Passage given
_ _ _ _ _

ALSO, I´ve been eating up the conference Liahona, so obvs I´d like to share one of my favorite parts of one of my favorite talks. I would really recommend reading the whole thing. (https://www.lds.org/general-conference/2015/10/remembering-in-whom-we-have-trusted?lang=eng) But for now, here´s a semi-lengthy quote I really like:

"Although avoidance of sin is the preferred pattern in life, as far as the efficacy of the Atonement of Jesus Christ is concerned, it matters not what sins we have committed or how deep we have sunk into that proverbial pit. It matters not that we are ashamed or embarrassed because of the sins that, as the prophet Nephi said, “so easily beset” us. It matters not that once upon a time we traded our birthright for a mess of pottage.

_ _ _ _ _

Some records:
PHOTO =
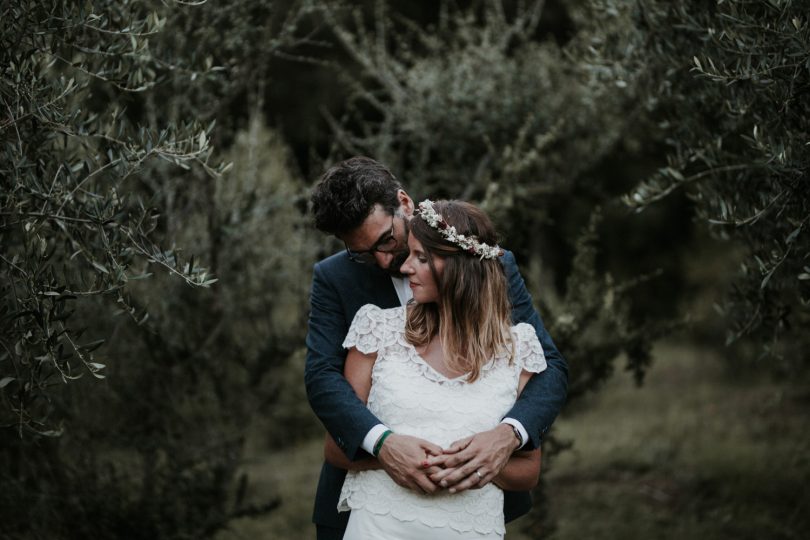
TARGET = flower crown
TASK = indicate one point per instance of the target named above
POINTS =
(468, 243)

_ _ _ _ _

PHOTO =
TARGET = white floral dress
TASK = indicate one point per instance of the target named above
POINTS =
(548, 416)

_ _ _ _ _

Given task
Answer these questions about the passage on the conference talk:
(a) What does the writer say they have been eating up?
(b) Which prophet does the quote credit with the phrase "so easily beset"?
(c) According to the quote, what did we once trade for a mess of pottage?

Written response
(a) The conference Liahona.
(b) Nephi.
(c) Our birthright.